▶ PROBLEM STATEMENT: Your answer consists of the lines in the data that contain "BATCH". Copy each of them.

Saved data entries
********

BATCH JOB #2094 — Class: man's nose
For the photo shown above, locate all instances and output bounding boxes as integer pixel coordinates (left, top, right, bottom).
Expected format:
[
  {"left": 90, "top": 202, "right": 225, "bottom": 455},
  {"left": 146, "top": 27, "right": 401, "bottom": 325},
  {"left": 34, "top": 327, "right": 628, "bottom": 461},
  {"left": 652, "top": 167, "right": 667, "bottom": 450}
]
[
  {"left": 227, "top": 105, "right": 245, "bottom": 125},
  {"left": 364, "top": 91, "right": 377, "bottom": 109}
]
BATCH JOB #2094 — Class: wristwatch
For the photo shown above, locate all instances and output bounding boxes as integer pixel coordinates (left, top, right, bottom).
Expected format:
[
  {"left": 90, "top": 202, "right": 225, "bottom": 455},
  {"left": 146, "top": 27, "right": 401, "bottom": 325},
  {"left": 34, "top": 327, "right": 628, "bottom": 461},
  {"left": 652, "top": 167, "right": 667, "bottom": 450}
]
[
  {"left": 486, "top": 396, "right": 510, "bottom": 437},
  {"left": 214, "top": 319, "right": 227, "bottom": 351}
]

********

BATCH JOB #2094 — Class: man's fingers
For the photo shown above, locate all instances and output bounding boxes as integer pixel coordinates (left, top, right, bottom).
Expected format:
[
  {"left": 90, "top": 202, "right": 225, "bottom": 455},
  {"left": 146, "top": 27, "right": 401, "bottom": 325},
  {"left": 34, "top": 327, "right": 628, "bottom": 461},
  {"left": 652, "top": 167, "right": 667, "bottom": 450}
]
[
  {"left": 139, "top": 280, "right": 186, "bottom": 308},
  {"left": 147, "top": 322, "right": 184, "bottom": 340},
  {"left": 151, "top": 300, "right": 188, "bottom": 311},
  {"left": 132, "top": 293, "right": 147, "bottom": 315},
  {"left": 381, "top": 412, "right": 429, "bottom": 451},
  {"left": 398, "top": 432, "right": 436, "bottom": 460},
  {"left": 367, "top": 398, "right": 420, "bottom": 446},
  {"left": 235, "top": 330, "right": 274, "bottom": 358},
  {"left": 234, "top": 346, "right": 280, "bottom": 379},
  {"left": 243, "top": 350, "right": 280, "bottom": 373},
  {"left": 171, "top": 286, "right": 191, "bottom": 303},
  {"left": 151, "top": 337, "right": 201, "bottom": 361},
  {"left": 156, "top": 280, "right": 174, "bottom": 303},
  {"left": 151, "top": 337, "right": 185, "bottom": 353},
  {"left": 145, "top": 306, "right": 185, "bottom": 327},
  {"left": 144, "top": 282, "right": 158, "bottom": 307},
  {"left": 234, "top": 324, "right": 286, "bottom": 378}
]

********

▶ SOLUTION TO THE EXERCISE:
BATCH JOB #2094 — Class: man's nose
BATCH JOB #2094 — Class: wristwatch
BATCH JOB #2094 — Class: man's fingers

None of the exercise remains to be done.